# [Source document]
++++++++++++++++++++
Eastern Catholic archeparchy in Syria

Melkite Greek Catholic Archeparchy of Damascus of the Melkites (in Latin: Archeparchy Damascena Graecorum Melkitarum) is a metropolitan and patriarchal see. In 2010 there were 150,000 baptized. The current vicar of Patriarch Youssef Absi is Archbishop Nicolas Antiba.

==Territory and statistics==

The archeparchy is headquartered in the city of Damascus, where the seat is held at the Cathedral of Our Lady of the Dormition.

The territory is divided into 20 parishes and there were 150,000 Melkite Catholics in 2010.

==History==

The headquarters in Damascus has ancient origins (3rd century). From the 14th century, with the decline of the city of Antioch, Damascus became the seat of the Greek Orthodox patriarchs.
++++++++++++++++++++
# [Listed entries]
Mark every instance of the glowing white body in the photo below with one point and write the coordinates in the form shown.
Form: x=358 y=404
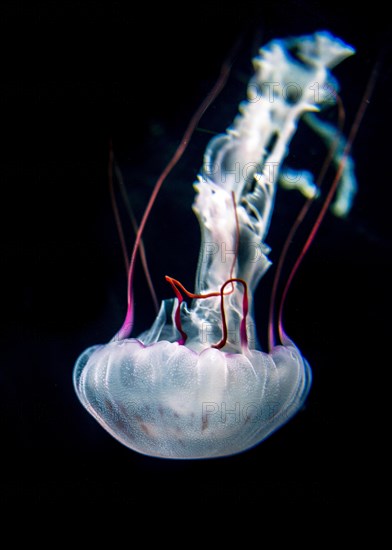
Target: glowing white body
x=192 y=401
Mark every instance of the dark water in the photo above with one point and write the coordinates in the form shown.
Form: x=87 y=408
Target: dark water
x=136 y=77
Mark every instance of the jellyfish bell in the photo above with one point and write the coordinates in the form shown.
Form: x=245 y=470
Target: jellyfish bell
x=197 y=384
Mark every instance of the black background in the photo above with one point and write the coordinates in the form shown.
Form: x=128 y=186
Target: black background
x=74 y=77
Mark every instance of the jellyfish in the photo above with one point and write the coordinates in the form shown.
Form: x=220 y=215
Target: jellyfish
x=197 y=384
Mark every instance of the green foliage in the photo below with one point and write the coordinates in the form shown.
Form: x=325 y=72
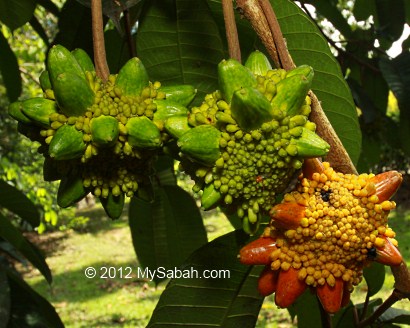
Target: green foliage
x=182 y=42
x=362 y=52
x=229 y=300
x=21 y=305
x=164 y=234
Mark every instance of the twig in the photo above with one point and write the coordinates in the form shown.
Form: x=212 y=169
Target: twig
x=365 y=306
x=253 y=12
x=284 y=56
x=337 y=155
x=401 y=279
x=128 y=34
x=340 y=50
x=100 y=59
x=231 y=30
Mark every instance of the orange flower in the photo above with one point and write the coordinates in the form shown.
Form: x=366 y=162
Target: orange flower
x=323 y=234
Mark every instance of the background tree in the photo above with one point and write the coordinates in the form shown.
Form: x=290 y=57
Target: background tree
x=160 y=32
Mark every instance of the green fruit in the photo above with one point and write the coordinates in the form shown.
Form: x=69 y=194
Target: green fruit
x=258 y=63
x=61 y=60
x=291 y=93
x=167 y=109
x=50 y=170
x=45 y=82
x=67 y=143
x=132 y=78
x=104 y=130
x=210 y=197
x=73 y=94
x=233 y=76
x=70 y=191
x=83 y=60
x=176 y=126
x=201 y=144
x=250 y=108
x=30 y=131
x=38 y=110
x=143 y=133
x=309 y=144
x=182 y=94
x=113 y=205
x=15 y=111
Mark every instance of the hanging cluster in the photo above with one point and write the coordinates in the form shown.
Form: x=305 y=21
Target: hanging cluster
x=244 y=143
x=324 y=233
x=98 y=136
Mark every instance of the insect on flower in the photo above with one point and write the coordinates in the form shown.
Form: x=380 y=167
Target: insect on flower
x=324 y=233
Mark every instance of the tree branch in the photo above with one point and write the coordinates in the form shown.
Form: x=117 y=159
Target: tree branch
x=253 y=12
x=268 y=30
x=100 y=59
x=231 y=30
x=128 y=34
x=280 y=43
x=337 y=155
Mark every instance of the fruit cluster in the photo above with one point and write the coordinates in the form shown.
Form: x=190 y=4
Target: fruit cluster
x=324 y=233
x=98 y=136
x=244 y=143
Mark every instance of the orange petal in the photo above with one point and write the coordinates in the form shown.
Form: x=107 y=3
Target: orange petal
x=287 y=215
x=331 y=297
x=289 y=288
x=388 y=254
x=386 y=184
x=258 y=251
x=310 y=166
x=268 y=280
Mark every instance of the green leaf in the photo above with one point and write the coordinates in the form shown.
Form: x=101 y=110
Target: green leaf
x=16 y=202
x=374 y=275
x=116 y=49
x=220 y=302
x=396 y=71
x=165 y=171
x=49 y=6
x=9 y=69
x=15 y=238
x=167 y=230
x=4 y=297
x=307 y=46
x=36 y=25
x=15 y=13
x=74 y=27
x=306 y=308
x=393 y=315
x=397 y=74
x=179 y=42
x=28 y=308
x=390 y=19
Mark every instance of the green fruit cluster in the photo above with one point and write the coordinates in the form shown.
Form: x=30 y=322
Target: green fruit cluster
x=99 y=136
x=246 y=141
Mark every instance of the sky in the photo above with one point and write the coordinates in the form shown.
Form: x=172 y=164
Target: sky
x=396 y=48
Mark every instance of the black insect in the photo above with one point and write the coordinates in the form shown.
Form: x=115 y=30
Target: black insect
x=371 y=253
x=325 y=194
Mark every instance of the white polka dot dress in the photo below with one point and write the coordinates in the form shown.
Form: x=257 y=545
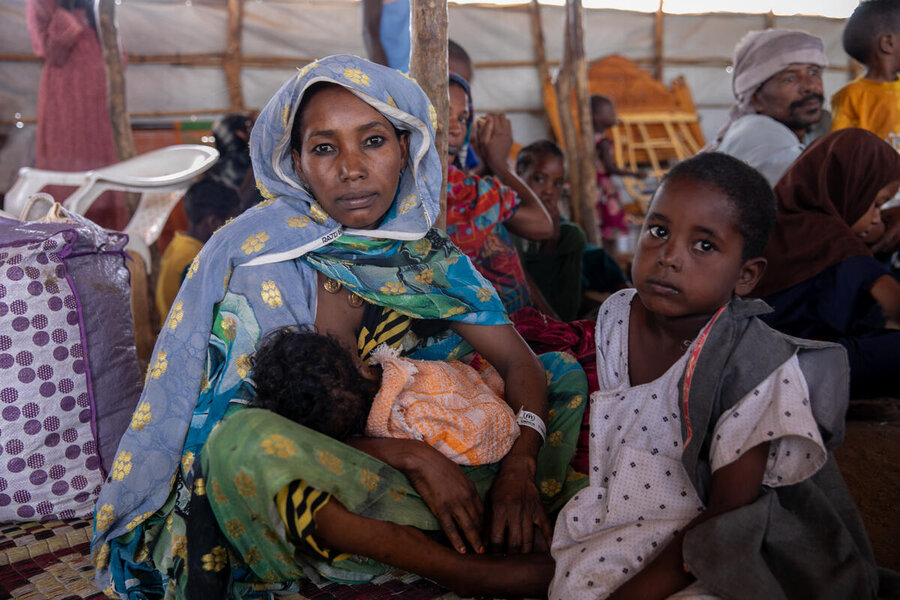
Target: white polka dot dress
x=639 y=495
++++++++++++++++++++
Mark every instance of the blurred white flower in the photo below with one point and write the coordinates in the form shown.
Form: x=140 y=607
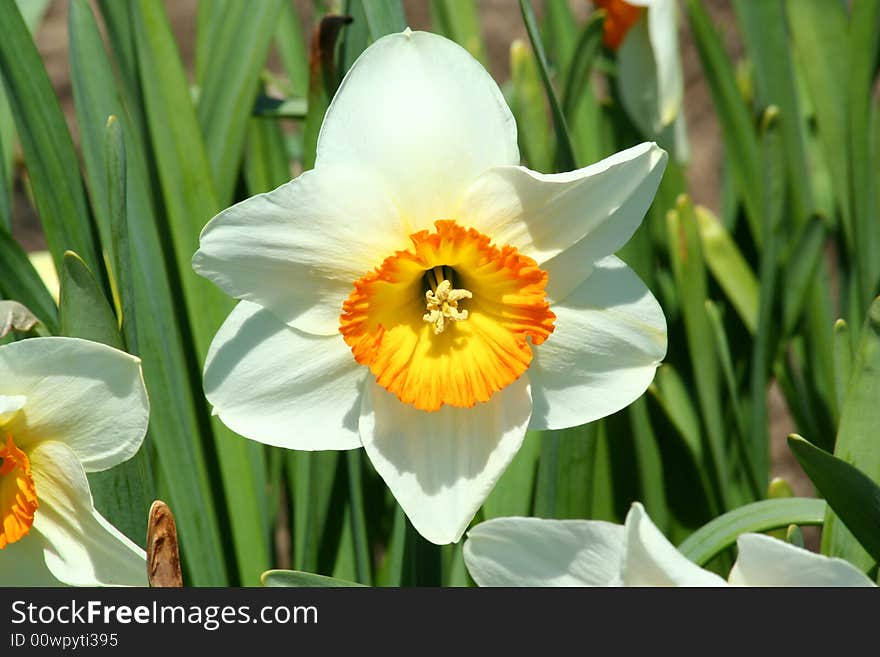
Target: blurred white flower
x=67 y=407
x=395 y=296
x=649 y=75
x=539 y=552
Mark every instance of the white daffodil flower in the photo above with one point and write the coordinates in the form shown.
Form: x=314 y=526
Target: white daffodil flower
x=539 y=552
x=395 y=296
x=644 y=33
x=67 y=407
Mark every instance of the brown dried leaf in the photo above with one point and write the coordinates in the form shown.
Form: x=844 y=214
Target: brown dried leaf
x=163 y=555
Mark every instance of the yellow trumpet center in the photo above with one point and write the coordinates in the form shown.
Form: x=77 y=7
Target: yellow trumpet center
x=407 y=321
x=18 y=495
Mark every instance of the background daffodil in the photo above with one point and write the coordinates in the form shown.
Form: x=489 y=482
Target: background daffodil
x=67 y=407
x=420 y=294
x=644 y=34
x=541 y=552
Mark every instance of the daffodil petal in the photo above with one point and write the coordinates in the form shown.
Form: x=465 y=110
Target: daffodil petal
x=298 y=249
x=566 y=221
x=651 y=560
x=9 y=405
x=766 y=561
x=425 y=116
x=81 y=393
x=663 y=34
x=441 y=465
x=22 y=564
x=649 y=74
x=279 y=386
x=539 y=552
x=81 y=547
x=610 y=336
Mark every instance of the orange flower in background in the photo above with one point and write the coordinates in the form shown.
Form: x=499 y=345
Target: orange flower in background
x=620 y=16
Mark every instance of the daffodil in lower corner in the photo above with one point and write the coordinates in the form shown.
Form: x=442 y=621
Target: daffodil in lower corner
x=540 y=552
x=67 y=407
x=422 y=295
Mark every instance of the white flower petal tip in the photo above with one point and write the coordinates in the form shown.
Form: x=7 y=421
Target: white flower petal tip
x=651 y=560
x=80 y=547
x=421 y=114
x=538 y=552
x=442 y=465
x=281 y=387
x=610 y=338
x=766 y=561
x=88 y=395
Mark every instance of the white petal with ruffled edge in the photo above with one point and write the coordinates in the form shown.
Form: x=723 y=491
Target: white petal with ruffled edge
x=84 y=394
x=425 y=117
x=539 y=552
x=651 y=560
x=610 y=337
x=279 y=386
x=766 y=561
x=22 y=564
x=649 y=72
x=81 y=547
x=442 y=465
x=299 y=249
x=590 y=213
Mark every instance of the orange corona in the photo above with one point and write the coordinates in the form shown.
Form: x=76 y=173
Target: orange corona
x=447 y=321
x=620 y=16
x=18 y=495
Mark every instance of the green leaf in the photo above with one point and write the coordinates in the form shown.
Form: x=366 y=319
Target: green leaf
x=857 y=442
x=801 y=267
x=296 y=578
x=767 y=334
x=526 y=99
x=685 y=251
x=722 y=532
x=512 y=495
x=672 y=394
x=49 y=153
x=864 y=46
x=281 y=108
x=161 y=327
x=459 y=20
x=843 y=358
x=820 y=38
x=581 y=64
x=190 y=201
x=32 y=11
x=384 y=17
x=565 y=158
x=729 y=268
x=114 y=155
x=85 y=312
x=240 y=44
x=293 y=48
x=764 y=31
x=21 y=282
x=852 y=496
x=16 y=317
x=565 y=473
++++++++++++++++++++
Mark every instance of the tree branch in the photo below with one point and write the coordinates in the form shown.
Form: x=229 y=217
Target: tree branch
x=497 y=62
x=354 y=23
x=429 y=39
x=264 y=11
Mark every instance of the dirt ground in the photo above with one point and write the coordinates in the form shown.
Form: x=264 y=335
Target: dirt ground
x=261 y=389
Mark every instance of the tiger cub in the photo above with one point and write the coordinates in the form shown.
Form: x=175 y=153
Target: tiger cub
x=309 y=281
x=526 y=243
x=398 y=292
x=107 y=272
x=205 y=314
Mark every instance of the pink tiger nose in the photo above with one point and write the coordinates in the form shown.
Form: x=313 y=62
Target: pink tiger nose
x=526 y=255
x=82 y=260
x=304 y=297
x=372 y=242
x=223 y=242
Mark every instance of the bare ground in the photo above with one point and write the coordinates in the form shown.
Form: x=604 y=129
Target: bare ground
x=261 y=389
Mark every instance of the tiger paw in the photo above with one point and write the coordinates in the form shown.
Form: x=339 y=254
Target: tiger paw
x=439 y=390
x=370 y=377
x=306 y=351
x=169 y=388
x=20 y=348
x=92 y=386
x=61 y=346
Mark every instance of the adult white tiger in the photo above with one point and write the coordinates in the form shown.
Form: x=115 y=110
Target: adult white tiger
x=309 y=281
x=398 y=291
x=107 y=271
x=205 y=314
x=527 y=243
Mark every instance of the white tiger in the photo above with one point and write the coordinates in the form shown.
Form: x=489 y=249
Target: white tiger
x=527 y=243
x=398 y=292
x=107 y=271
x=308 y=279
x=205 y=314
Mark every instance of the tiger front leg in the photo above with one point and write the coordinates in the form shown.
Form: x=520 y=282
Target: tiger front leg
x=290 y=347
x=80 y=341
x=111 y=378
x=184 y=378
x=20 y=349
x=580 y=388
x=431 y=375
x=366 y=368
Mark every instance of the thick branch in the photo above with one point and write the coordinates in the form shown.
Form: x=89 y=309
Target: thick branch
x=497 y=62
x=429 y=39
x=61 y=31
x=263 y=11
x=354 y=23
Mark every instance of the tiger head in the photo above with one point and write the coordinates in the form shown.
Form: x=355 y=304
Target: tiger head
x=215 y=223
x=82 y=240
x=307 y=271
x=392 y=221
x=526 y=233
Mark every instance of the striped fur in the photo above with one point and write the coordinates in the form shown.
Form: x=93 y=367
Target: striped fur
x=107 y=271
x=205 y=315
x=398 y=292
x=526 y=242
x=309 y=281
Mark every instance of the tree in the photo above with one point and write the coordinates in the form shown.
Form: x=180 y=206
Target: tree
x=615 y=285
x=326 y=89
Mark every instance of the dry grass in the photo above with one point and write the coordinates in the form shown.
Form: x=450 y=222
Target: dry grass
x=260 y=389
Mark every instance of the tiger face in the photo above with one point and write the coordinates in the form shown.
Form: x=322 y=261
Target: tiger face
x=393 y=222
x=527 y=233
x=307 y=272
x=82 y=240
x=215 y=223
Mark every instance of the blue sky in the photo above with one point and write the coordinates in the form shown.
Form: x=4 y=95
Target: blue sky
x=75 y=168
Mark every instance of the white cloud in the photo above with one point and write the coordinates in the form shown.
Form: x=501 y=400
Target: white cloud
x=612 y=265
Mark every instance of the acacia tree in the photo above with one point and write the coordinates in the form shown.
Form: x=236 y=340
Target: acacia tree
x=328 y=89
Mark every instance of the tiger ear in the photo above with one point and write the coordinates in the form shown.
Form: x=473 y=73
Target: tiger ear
++++++++++++++++++++
# [Questions on the material]
1) Please list every year or century mentioned in the text on the Melkite archeparchy of Damascus, each only once.
2) Write the next part of the text on the Melkite archeparchy of Damascus, starting after its last sentence.
The lines come from a different source than the text on the Damascus archeparchy.

# [Outputs by task]
1) 2010, 3rd century, 14th century

2)
Following the schism within the Greek Orthodox Church of Antioch in 1724 was erected a seat of Melkite Greek Catholic Church.

Since 1838 Melkite Greek Catholic Archeparchy of Damascus is subject to the Melkite Patriarch of Antioch, who is represented by a patriarchal vicar, almost always with the dignity of bishop. Archbishop Nicolas Antiba, B.A. is the current Patriarchal Vicar of Damascus.